TO DO: Copy the items word for word, starting at the line that contains "Guideline: for each instance of the green onion" and ending at the last line of the items, with both ends included. Leave the pictures out of your copy.

RECORDS SUPPLIED:

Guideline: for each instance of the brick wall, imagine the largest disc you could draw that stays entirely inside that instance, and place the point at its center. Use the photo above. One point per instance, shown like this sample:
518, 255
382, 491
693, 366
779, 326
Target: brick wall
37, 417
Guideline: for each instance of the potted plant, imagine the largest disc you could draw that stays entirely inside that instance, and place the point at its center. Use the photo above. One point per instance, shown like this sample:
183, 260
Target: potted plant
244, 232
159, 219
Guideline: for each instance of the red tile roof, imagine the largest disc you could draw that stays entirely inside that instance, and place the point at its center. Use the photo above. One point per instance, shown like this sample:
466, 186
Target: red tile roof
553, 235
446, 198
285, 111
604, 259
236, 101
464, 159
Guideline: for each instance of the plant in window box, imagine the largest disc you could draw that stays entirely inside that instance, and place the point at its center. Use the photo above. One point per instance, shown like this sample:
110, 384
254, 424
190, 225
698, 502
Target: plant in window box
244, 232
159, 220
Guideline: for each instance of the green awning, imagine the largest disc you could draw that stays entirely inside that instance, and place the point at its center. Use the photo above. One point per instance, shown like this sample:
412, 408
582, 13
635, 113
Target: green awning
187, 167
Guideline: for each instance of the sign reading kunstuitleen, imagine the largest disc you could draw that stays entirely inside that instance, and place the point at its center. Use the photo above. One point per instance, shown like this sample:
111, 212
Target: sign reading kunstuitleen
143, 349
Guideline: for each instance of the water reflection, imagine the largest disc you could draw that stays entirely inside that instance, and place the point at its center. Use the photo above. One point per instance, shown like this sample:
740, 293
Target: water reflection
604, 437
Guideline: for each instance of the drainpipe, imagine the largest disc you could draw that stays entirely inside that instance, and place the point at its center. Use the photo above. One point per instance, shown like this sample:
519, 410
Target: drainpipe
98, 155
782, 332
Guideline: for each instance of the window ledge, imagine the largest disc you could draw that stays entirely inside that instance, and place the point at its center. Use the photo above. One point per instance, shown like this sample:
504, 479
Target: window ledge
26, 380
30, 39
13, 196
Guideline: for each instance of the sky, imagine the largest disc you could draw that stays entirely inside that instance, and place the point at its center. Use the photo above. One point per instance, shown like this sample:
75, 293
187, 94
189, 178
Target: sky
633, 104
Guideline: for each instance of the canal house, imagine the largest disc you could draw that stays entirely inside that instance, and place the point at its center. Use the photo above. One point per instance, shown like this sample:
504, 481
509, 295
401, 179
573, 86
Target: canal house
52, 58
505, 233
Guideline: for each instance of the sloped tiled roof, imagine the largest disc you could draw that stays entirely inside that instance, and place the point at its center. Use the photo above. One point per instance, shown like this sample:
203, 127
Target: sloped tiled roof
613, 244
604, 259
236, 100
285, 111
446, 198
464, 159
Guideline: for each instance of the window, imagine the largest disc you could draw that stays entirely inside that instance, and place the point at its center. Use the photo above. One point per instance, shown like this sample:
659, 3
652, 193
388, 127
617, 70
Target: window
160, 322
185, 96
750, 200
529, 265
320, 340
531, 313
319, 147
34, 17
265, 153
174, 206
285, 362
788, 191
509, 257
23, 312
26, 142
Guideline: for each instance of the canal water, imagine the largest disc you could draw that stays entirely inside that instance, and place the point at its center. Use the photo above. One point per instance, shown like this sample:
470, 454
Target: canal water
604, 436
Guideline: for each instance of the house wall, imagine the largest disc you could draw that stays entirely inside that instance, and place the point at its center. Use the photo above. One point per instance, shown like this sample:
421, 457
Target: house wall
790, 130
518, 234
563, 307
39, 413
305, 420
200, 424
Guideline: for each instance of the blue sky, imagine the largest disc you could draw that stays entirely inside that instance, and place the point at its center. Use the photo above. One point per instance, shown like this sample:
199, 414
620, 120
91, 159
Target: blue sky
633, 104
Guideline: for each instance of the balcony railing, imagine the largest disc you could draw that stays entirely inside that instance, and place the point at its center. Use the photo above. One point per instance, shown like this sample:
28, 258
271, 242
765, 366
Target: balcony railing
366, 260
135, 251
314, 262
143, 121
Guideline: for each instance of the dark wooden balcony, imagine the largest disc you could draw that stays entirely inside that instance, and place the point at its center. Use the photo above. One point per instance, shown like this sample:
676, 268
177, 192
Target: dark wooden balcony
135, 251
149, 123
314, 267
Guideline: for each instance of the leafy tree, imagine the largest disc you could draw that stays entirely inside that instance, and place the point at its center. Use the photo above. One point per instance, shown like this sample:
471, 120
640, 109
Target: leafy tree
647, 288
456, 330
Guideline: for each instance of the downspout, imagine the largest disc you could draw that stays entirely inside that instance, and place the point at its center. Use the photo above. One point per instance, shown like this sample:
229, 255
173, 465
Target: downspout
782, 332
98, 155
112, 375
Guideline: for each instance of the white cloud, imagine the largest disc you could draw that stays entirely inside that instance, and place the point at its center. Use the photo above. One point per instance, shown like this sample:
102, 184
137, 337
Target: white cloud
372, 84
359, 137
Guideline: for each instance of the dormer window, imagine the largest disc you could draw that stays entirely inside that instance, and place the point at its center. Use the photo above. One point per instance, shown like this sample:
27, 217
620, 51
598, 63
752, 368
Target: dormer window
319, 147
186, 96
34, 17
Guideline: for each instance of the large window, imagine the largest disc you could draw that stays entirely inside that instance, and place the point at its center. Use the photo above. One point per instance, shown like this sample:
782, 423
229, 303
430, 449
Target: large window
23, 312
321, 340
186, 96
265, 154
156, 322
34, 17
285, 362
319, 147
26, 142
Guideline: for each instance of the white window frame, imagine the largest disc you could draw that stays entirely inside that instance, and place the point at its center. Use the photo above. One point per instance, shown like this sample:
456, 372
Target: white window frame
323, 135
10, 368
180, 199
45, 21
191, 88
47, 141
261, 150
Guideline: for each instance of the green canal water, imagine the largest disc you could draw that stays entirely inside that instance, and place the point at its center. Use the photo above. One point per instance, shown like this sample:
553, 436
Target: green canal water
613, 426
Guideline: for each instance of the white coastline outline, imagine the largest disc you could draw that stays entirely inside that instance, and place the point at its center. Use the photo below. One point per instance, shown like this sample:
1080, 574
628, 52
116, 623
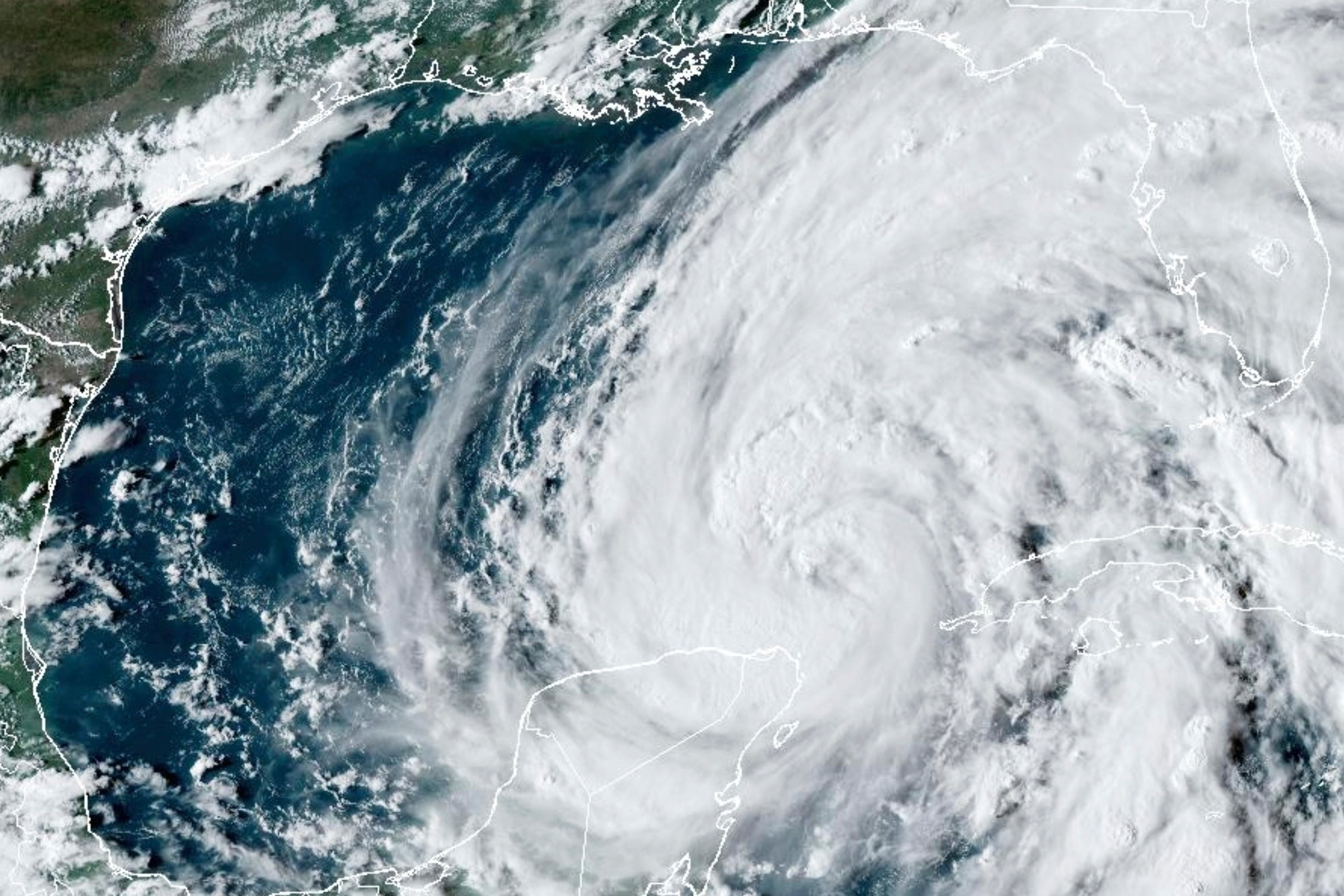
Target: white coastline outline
1146, 195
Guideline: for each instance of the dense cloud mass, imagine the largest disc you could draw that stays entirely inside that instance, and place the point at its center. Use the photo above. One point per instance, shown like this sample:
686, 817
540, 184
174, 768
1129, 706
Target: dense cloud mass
919, 477
960, 383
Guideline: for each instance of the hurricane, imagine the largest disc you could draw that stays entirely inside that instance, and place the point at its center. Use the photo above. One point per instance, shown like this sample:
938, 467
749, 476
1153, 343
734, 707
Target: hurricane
913, 477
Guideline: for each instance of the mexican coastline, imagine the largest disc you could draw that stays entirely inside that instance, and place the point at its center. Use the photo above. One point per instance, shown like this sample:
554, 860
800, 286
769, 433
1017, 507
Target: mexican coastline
214, 663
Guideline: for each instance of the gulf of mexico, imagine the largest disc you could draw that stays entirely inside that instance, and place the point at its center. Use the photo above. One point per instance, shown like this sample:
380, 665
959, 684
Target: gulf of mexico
212, 660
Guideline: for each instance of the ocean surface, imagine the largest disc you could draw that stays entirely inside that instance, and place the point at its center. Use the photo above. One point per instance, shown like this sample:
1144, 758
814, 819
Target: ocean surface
843, 496
279, 354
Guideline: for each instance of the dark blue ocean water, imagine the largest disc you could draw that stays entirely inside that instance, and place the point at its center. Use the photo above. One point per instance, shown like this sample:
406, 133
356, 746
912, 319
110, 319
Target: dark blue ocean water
269, 347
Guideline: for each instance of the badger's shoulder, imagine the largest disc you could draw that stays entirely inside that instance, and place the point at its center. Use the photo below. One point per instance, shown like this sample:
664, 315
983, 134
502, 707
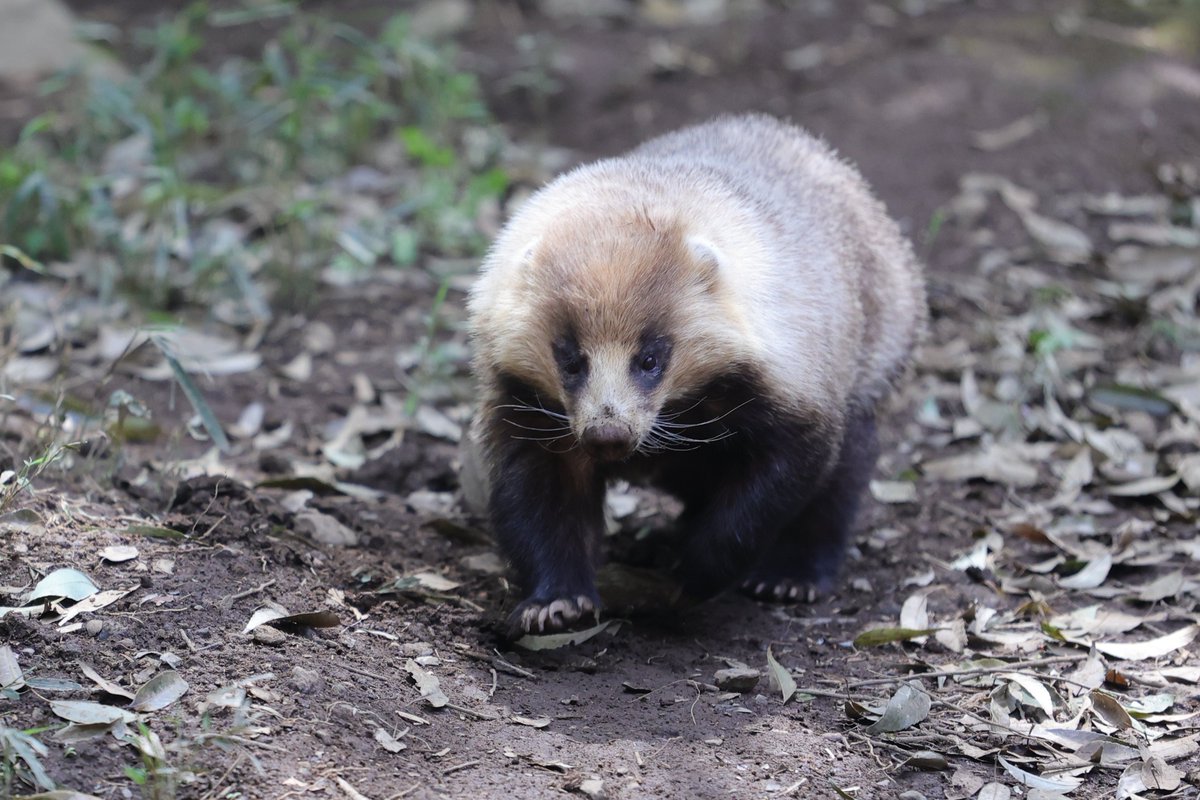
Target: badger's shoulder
817, 284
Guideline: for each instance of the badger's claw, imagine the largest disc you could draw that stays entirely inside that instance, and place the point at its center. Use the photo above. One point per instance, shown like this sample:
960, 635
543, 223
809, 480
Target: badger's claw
783, 590
559, 614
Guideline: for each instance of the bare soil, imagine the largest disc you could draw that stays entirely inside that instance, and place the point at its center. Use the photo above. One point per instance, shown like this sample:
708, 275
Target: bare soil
635, 705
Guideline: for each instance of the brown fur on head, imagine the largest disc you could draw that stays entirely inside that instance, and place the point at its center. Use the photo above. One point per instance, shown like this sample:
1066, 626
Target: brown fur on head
612, 318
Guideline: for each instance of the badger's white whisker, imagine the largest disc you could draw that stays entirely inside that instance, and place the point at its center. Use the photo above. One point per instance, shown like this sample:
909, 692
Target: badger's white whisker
664, 420
676, 414
532, 427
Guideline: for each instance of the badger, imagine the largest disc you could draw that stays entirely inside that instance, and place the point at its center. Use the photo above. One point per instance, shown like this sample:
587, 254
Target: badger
718, 314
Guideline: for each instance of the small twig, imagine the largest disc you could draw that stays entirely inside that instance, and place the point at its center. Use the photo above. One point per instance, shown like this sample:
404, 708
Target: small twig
501, 663
351, 792
216, 787
455, 768
463, 709
1017, 666
365, 673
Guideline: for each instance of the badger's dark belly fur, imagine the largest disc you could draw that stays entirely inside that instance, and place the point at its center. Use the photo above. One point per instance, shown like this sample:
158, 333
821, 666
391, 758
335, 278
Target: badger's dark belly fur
769, 501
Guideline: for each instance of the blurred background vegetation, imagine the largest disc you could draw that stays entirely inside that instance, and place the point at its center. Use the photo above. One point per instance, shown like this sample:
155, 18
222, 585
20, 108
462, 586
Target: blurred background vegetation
199, 176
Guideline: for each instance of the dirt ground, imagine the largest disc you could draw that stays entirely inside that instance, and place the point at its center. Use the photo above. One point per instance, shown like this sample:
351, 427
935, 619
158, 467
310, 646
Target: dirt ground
635, 708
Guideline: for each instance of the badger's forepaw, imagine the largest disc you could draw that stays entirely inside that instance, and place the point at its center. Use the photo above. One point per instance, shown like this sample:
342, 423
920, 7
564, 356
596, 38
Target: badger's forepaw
783, 590
559, 614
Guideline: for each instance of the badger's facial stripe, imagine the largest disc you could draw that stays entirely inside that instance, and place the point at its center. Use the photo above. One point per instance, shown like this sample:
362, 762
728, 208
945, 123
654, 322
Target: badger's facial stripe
573, 364
649, 364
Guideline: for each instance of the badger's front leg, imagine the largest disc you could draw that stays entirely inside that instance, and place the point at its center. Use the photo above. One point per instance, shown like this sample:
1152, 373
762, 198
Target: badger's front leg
754, 492
547, 511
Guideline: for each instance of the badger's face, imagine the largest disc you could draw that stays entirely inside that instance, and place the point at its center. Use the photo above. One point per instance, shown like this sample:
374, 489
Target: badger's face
610, 322
613, 389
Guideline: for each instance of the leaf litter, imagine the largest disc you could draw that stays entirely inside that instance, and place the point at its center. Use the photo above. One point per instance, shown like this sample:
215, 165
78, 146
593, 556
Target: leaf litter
1041, 400
1080, 433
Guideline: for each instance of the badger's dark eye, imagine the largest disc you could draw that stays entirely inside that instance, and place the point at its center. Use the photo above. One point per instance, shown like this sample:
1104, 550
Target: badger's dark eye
573, 365
651, 361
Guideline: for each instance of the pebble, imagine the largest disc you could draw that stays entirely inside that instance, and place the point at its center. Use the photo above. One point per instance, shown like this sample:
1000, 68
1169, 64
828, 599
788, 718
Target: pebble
737, 679
268, 635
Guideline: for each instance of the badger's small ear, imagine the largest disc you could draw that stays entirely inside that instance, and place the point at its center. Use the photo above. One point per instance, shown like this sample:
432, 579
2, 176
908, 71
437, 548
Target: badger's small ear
707, 259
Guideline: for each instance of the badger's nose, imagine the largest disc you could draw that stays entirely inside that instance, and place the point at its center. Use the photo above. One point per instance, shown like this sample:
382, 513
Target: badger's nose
609, 441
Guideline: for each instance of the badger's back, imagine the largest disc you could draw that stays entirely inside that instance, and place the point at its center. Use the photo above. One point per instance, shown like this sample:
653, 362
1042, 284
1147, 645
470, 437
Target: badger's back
822, 288
833, 244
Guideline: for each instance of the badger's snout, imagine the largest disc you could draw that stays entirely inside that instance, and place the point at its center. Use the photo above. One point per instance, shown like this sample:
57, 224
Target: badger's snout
609, 441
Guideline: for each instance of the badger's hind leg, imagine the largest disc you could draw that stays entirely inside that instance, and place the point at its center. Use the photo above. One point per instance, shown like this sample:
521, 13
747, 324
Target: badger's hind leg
805, 559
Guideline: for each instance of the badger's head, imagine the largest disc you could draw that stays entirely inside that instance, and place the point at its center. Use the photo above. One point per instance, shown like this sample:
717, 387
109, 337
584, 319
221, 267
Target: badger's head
609, 323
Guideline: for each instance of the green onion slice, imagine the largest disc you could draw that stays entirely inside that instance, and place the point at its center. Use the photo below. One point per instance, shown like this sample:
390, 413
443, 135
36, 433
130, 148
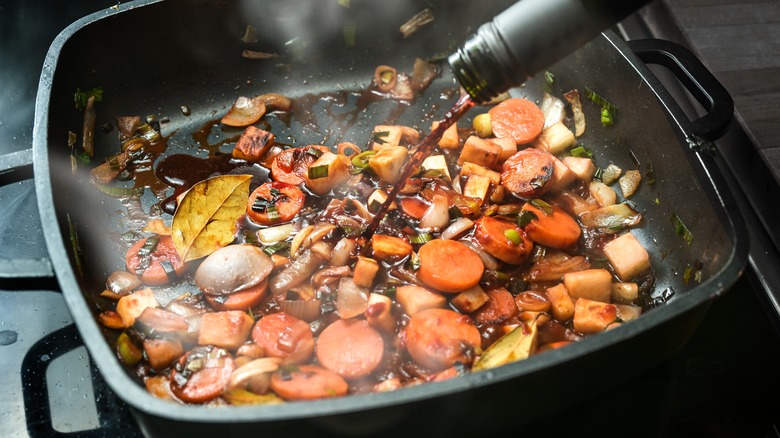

FULL OUTPUT:
Guideline: for each instance of the green onion slice, imagine the largest disc you could draw that stays entirely inside that instance, and place the point at its center. Use the photo below. One point per instance, shown like this sample:
390, 413
443, 135
36, 433
130, 148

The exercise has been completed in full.